Baris Data:
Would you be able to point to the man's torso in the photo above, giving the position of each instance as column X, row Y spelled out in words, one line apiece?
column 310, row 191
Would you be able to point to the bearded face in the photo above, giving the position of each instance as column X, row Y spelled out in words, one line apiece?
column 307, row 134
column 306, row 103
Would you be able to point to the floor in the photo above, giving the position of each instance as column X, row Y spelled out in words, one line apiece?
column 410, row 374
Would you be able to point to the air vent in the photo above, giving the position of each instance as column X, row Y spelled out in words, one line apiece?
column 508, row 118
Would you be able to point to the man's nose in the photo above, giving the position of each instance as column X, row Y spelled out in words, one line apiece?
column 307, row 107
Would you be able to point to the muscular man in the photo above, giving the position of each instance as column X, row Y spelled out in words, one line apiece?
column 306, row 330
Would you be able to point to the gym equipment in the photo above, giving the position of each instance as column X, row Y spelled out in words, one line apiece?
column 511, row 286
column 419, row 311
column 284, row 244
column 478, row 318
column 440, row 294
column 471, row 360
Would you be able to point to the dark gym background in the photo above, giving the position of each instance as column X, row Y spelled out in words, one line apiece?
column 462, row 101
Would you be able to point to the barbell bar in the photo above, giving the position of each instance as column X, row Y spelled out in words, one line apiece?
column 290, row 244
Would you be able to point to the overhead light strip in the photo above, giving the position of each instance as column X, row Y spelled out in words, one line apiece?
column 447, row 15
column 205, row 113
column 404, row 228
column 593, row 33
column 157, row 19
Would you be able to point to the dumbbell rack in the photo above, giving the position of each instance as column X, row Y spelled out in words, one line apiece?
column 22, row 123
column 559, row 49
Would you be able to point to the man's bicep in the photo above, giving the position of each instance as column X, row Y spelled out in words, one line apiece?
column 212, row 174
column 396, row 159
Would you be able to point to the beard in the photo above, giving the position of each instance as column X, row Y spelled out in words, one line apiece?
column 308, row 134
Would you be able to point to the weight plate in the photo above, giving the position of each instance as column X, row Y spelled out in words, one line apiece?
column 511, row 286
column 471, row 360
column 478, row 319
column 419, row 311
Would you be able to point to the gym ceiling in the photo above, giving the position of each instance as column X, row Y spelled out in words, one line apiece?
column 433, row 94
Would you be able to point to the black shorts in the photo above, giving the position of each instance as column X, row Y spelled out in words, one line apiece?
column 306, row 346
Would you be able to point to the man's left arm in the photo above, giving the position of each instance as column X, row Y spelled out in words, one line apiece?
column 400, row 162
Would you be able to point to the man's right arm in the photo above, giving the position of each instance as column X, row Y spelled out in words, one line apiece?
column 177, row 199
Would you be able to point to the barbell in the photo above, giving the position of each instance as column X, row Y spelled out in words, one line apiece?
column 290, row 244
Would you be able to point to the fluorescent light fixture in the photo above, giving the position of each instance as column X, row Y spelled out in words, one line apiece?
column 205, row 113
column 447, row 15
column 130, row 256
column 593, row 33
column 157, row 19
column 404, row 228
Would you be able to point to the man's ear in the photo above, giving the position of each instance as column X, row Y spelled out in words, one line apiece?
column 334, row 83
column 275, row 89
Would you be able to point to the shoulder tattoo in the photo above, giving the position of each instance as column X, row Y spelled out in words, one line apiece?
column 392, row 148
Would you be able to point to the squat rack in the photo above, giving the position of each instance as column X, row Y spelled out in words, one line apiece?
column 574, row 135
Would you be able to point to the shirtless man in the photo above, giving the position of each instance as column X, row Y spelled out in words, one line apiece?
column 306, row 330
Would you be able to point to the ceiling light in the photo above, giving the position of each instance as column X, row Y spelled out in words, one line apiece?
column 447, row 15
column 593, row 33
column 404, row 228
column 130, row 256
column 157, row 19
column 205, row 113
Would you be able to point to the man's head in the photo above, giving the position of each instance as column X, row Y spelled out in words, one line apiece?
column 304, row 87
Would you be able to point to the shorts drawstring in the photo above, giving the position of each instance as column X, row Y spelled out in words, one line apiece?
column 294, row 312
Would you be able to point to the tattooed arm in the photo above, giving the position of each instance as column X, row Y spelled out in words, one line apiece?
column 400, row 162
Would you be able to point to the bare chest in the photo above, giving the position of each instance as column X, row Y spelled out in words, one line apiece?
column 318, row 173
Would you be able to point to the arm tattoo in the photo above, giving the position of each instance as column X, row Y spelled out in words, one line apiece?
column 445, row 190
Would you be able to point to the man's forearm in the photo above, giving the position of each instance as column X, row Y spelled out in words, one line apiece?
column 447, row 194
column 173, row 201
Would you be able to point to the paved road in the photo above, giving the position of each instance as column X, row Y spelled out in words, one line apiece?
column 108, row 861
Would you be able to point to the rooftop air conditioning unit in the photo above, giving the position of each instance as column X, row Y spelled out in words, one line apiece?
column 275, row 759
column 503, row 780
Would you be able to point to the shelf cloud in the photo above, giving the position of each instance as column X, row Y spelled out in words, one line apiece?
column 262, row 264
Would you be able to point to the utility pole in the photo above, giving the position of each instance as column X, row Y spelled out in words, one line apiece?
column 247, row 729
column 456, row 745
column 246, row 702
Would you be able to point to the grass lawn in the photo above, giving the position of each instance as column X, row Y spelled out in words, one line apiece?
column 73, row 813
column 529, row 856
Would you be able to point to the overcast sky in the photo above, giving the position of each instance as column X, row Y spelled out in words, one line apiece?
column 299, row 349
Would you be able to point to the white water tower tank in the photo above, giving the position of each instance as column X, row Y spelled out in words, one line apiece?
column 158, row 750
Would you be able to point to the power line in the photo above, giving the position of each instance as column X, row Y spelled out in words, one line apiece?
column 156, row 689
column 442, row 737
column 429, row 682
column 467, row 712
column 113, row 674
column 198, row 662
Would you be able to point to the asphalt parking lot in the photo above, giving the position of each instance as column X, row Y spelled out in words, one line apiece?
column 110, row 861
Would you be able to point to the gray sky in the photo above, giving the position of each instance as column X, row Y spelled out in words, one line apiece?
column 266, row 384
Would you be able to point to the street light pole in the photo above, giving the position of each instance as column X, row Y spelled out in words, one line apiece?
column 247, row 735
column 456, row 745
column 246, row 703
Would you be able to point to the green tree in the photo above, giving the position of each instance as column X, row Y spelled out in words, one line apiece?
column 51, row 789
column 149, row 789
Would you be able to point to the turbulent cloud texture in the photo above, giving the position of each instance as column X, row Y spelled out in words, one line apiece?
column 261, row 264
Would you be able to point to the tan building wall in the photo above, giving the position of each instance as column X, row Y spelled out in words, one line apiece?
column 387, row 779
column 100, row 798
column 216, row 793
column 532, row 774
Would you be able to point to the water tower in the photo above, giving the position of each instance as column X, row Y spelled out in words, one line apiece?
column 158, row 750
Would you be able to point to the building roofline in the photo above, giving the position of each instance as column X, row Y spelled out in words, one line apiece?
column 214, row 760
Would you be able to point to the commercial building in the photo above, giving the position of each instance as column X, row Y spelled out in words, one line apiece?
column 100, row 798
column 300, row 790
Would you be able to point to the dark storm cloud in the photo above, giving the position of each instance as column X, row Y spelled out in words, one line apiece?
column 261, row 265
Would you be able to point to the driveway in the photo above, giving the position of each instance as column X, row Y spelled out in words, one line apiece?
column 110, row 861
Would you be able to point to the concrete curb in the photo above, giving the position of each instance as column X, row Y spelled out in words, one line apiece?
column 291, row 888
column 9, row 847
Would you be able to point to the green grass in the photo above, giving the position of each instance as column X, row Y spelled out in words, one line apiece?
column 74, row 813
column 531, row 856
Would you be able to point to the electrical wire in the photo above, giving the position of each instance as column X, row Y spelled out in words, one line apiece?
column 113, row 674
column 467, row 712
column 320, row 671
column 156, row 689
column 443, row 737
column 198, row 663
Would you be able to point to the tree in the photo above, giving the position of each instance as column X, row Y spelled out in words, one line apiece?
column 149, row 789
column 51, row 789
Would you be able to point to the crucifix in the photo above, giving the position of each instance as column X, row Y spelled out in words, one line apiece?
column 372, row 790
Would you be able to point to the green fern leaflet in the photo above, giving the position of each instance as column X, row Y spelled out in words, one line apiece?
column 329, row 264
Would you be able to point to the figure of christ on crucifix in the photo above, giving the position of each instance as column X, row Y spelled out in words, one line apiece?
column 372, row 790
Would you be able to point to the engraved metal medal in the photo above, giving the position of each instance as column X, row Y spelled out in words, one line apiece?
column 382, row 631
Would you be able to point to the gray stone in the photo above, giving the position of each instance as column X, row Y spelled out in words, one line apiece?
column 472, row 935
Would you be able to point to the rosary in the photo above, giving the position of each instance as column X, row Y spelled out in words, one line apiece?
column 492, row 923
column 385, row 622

Tujuan:
Ubah "air vent" menjadi "ventilation duct" pada baris-baris daftar, mulai dari baris yang memuat "Would you be able to point to the air" sampai dengan baris yang memuat "column 508, row 118". Tuliskan hanya baris-baris itu, dengan semua bagian lain tetap sama.

Jawaban Tugas:
Would you be able to point to the ventilation duct in the photo above, giving the position of each instance as column X, row Y spelled out in words, one line apiece?
column 508, row 118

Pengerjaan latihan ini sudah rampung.